# [To do]
Rewrite the items from the line containing "nose. Report pixel corners as JSON arrays." through the end of the items, changing "tight" to "close" and leaving all else unchanged.

# [Excerpted data]
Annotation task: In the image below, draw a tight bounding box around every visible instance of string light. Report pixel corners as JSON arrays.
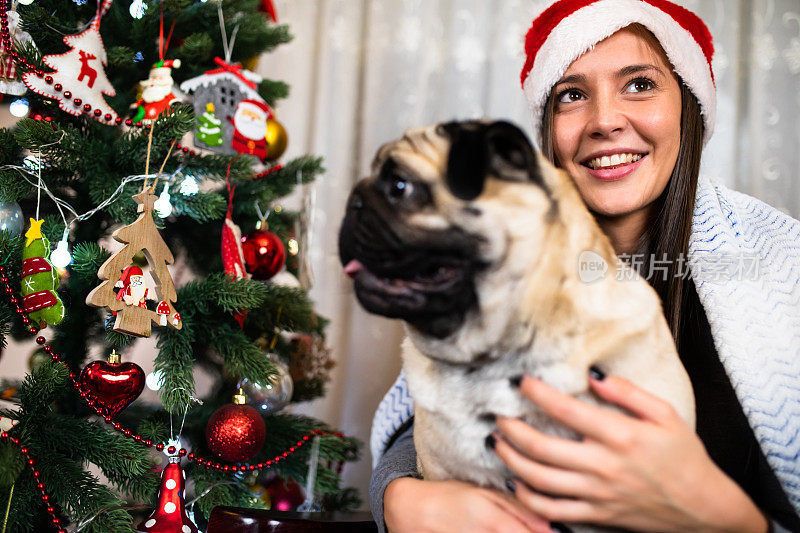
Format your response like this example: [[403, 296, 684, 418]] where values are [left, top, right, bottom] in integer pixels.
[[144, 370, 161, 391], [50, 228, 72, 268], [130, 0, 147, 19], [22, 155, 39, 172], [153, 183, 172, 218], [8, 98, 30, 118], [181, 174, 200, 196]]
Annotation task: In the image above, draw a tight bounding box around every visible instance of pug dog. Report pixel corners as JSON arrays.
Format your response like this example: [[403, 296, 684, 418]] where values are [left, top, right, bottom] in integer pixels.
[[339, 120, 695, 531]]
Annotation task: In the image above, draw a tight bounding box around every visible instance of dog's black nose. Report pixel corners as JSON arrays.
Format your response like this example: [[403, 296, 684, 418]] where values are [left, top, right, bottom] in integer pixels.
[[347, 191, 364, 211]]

# [Written answer]
Annotation task: In the image above, draw a close bounding box around every visible instance of dog's black nose. Report pixel corners as JSON arrays.
Format your response like this example: [[403, 296, 684, 418]] where values are [left, top, right, bottom] in integer pixels.
[[347, 191, 364, 211]]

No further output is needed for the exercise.